◆ **YOUR OBJECTIVE**: Reproduction of part of the material below, pictures omitted: copy exactly, and only, the lines starting with the one with "Category: tent fabric" and going on through the one with "Category: background person".
── RECORDS TO USE
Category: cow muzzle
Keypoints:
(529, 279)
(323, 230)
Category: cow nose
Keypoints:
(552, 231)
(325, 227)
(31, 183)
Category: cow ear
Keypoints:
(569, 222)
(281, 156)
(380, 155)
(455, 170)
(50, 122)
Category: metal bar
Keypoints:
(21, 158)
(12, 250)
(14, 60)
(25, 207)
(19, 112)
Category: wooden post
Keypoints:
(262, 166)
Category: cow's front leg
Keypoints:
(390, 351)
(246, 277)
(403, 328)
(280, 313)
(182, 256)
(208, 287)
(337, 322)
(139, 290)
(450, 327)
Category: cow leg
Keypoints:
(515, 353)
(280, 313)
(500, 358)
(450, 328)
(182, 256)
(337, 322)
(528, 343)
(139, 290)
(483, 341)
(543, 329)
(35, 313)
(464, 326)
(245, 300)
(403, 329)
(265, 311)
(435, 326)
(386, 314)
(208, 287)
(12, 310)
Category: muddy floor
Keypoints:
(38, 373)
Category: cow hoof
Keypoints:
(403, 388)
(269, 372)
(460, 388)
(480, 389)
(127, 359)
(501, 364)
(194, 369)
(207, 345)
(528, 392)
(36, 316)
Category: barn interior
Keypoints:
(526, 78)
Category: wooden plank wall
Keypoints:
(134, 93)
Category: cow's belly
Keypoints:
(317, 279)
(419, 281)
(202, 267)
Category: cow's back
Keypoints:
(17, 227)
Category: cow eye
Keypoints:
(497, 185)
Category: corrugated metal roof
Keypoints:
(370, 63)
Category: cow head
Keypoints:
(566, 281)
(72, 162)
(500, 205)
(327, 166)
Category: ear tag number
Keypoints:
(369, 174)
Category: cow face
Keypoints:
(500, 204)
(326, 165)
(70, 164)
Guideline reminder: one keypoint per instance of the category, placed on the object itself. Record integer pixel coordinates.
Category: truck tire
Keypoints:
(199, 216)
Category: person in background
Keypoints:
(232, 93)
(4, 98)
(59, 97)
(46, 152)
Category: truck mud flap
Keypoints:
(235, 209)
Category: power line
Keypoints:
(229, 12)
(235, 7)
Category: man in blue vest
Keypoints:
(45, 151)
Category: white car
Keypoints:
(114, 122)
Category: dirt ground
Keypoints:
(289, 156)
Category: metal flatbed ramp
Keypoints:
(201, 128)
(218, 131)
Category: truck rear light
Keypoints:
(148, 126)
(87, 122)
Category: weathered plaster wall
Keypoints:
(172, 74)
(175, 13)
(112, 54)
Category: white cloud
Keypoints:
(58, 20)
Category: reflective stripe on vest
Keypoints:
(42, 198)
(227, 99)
────
── RECORDS TO USE
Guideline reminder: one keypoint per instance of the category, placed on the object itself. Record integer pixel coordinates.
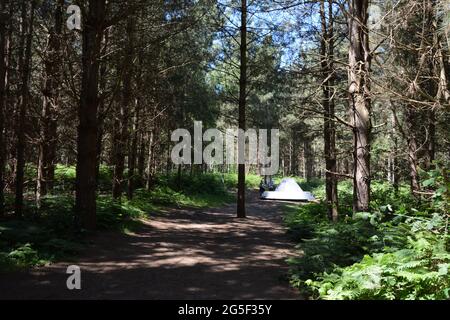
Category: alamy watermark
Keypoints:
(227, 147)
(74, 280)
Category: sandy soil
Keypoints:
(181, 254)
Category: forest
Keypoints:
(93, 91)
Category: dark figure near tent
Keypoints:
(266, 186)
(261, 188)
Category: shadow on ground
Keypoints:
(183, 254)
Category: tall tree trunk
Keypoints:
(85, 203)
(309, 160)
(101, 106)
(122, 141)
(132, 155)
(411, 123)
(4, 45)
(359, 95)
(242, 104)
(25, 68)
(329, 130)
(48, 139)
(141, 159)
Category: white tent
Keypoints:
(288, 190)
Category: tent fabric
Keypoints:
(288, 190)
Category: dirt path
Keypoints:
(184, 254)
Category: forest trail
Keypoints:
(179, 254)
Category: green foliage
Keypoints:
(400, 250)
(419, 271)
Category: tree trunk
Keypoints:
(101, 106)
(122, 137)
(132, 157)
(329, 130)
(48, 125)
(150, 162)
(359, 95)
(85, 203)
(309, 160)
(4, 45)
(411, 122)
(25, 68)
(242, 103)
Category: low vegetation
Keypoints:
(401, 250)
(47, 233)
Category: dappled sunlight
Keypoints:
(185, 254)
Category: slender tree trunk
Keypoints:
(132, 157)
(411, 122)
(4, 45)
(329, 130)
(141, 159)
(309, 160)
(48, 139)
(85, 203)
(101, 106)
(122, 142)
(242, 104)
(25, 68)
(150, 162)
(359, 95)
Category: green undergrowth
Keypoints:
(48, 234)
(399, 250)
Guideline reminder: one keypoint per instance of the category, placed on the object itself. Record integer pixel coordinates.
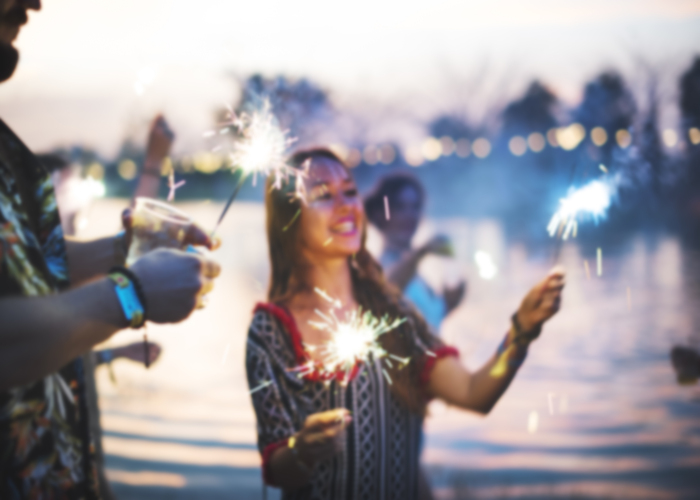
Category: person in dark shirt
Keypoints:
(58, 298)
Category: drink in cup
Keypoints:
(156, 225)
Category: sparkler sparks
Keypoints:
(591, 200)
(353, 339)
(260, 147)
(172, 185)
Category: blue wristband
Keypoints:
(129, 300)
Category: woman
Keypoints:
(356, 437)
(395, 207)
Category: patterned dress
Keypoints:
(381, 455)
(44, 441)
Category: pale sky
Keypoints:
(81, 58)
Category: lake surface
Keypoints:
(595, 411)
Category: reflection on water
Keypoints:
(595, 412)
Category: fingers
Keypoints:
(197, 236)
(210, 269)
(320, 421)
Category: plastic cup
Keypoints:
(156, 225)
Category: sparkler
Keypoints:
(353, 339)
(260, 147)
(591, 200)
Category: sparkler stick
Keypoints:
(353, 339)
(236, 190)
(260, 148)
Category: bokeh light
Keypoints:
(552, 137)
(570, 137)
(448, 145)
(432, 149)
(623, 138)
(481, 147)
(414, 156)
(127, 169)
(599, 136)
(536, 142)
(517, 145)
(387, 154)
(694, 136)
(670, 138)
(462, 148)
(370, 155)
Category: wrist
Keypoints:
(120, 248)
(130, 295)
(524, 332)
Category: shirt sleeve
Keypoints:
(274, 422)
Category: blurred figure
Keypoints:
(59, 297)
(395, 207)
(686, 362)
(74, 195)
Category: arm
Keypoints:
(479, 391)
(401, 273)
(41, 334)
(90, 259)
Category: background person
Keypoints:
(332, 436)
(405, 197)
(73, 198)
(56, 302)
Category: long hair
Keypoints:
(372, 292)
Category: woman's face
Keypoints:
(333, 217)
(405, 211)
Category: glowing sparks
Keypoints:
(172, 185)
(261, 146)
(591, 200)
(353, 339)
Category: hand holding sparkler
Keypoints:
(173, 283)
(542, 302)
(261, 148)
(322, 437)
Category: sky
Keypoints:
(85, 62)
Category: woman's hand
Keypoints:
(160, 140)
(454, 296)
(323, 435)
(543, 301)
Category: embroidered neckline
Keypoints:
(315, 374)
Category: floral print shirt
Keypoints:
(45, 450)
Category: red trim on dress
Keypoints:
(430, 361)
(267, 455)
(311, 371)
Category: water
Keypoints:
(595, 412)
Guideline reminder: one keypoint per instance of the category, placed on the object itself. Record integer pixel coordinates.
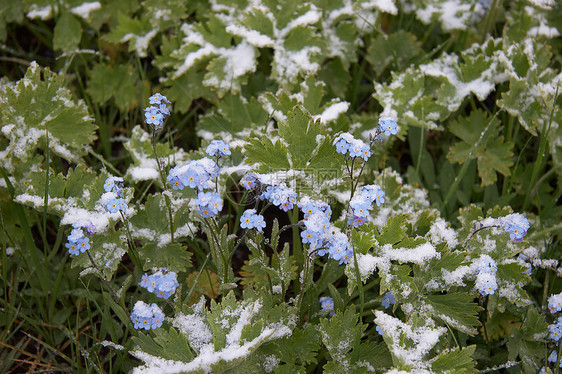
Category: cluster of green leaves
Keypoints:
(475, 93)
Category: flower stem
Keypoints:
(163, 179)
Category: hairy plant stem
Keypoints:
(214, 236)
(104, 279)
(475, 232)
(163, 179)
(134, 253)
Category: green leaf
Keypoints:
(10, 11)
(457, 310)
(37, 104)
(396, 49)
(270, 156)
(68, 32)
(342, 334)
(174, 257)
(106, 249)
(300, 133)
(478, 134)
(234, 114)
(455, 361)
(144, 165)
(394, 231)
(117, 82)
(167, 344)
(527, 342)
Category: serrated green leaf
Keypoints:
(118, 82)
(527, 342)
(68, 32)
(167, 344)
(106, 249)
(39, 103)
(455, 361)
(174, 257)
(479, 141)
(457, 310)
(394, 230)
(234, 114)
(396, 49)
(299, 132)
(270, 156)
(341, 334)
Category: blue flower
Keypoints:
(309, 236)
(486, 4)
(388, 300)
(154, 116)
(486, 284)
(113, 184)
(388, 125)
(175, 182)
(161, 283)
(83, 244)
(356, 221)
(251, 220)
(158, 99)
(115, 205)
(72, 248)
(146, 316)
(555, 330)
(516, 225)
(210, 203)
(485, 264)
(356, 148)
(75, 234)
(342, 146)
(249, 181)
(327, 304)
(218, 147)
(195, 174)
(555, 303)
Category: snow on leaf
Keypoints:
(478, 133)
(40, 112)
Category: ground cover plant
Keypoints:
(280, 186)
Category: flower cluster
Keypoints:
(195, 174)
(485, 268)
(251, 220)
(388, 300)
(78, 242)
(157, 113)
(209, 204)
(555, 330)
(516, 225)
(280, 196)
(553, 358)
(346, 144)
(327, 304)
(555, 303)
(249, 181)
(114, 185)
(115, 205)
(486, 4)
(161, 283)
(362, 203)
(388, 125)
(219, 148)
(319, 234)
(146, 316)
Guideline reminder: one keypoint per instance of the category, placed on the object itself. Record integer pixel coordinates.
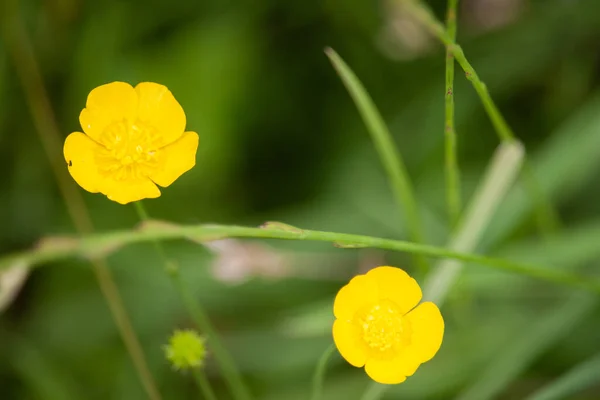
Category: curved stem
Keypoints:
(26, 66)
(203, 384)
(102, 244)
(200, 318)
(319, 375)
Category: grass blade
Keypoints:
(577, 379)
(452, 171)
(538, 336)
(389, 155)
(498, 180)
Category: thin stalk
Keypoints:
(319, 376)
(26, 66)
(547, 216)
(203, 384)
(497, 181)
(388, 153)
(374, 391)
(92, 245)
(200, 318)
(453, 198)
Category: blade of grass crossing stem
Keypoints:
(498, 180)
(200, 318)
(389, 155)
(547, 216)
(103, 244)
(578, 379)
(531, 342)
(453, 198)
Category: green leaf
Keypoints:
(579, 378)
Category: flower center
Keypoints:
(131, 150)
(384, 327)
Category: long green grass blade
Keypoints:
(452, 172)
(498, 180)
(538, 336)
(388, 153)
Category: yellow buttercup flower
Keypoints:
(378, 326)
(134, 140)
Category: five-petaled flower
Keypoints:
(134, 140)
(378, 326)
────
── RECORDS TO USE
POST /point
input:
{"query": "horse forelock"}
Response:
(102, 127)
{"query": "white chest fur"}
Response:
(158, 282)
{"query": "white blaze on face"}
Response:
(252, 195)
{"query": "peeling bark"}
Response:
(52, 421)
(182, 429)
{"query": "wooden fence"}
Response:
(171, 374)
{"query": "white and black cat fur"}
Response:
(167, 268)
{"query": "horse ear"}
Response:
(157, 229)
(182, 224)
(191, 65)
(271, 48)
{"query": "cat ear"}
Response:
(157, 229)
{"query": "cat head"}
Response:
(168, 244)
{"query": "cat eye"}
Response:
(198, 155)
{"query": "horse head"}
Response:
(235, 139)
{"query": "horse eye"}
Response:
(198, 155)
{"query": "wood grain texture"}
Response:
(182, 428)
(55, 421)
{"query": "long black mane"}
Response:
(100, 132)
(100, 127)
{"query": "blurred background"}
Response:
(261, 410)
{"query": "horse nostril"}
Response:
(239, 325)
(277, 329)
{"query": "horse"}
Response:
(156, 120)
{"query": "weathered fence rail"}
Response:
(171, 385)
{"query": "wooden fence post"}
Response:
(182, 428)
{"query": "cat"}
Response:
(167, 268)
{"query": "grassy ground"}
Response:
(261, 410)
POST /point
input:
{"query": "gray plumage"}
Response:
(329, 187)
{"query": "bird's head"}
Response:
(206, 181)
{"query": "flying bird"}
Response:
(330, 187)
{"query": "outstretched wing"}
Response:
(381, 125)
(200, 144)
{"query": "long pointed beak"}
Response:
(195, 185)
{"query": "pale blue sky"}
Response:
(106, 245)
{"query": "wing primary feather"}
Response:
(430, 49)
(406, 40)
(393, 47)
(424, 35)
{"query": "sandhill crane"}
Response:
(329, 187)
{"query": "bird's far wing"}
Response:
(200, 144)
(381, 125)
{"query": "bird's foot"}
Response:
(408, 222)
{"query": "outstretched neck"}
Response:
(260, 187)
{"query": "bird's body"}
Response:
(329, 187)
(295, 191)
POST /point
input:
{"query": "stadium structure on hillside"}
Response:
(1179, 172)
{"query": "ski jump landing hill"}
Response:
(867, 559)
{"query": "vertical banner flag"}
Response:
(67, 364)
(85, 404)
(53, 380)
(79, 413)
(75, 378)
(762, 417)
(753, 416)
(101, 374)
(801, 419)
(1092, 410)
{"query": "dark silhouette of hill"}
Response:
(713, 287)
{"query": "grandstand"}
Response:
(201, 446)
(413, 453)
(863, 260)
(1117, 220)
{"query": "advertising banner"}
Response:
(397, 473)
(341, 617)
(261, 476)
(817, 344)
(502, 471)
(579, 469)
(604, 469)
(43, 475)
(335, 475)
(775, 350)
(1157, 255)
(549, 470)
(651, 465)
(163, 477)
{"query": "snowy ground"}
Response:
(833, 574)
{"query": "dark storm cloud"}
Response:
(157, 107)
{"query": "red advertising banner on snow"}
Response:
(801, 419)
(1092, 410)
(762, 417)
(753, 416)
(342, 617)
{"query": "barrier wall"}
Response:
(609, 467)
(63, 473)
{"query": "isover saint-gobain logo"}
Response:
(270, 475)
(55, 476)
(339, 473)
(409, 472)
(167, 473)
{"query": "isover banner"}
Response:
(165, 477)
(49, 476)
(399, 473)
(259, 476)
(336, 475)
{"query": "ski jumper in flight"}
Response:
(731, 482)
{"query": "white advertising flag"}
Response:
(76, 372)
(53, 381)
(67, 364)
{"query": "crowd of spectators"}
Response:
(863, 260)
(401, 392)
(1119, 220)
────
◆ **WRITTEN ANSWER**:
Category: tent fabric
Keypoints:
(288, 190)
Category: dirt path
Keypoints:
(184, 254)
Category: forest trail
Keypoints:
(179, 254)
Category: green foliage
Keypoints:
(400, 250)
(419, 271)
Category: tree trunk
Keypoints:
(101, 106)
(122, 137)
(132, 157)
(329, 130)
(48, 125)
(150, 162)
(359, 95)
(85, 203)
(309, 160)
(4, 45)
(411, 122)
(25, 68)
(242, 103)
Category: low vegetation
Keypoints:
(401, 250)
(47, 233)
Category: dappled sunlight
Keypoints:
(185, 254)
Category: slender tree trunk
Keypoints:
(132, 157)
(411, 122)
(4, 45)
(329, 130)
(141, 159)
(309, 160)
(48, 139)
(85, 203)
(101, 106)
(122, 142)
(242, 104)
(25, 68)
(150, 162)
(359, 95)
Category: green undergrowth
Keypoints:
(48, 234)
(399, 250)
Guideline reminder: one keypoint per instance of the category, placed on the object itself. Record integer pixel coordinates.
Category: person in dark shirt
Keypoints:
(58, 298)
Category: drink in cup
Keypoints:
(156, 225)
Category: sparkler sparks
Keypoints:
(591, 200)
(353, 339)
(260, 147)
(172, 185)
Category: blue wristband
Keypoints:
(129, 300)
Category: woman
Keypoints:
(356, 437)
(395, 207)
Category: patterned dress
Keypoints:
(381, 455)
(44, 441)
Category: pale sky
Keypoints:
(81, 58)
Category: lake surface
Keypoints:
(595, 411)
Category: reflection on water
Keypoints:
(595, 412)
Category: fingers
Keypoints:
(197, 236)
(210, 269)
(320, 421)
Category: plastic cup
Keypoints:
(156, 225)
Category: sparkler
Keypoints:
(353, 339)
(260, 147)
(591, 200)
Category: sparkler stick
Keypoints:
(353, 339)
(236, 190)
(260, 148)
Category: bokeh light
Keypoints:
(552, 137)
(570, 137)
(448, 145)
(432, 149)
(623, 138)
(481, 147)
(414, 156)
(127, 169)
(599, 136)
(536, 142)
(517, 145)
(387, 154)
(694, 136)
(670, 138)
(462, 148)
(370, 155)
Category: wrist
Keypoints:
(120, 248)
(130, 295)
(524, 332)
Category: shirt sleeve
Keypoints:
(274, 422)
Category: blurred figure
Keypoints:
(59, 297)
(395, 207)
(686, 362)
(74, 195)
Category: arm
Keypoints:
(479, 391)
(401, 273)
(41, 334)
(90, 259)
Category: background person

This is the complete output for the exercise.